Source records:
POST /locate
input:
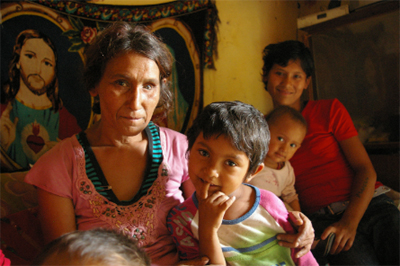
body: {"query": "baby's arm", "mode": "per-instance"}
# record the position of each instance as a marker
(211, 212)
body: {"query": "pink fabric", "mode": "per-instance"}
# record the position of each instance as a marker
(322, 172)
(3, 260)
(280, 182)
(183, 224)
(62, 171)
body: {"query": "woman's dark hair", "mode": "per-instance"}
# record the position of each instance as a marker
(95, 247)
(123, 37)
(283, 52)
(241, 123)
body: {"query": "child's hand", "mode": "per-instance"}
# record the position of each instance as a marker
(212, 208)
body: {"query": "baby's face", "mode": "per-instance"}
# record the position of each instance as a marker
(216, 165)
(286, 137)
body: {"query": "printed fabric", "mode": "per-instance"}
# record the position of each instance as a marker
(62, 172)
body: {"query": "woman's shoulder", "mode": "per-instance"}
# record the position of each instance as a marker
(324, 103)
(171, 136)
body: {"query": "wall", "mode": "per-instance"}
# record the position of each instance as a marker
(246, 27)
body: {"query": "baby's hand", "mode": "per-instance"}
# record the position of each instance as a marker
(212, 207)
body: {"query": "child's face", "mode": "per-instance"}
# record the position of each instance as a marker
(286, 138)
(217, 163)
(286, 84)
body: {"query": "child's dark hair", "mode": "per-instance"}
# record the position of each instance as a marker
(281, 53)
(243, 124)
(95, 247)
(276, 114)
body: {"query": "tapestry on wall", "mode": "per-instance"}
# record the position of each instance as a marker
(42, 96)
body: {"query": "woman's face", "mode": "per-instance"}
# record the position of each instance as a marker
(129, 92)
(286, 84)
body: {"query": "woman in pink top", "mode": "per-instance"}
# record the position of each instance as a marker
(124, 171)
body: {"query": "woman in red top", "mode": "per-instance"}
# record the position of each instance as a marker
(335, 178)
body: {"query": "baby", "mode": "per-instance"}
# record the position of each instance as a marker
(103, 247)
(225, 219)
(288, 129)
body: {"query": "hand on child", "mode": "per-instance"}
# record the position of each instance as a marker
(301, 240)
(345, 235)
(212, 207)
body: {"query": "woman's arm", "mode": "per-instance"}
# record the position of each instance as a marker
(295, 205)
(362, 191)
(57, 215)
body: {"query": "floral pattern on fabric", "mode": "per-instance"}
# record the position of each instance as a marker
(136, 220)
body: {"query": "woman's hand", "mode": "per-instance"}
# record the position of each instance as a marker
(195, 262)
(345, 234)
(8, 128)
(303, 239)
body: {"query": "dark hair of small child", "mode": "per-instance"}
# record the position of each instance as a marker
(243, 124)
(282, 53)
(93, 247)
(276, 114)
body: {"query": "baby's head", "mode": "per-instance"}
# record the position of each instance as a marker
(240, 123)
(288, 129)
(93, 247)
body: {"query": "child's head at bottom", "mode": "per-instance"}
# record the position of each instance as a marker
(93, 247)
(288, 129)
(242, 125)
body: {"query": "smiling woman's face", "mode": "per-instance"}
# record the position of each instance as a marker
(129, 92)
(286, 84)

What this task involves:
Search the entries for the word "head". Copy each line where it appears.

Response to the task:
body: {"query": "baby's head", "mode": "per-instance"}
body: {"query": "child's head at bottom", "mode": "per-instance"}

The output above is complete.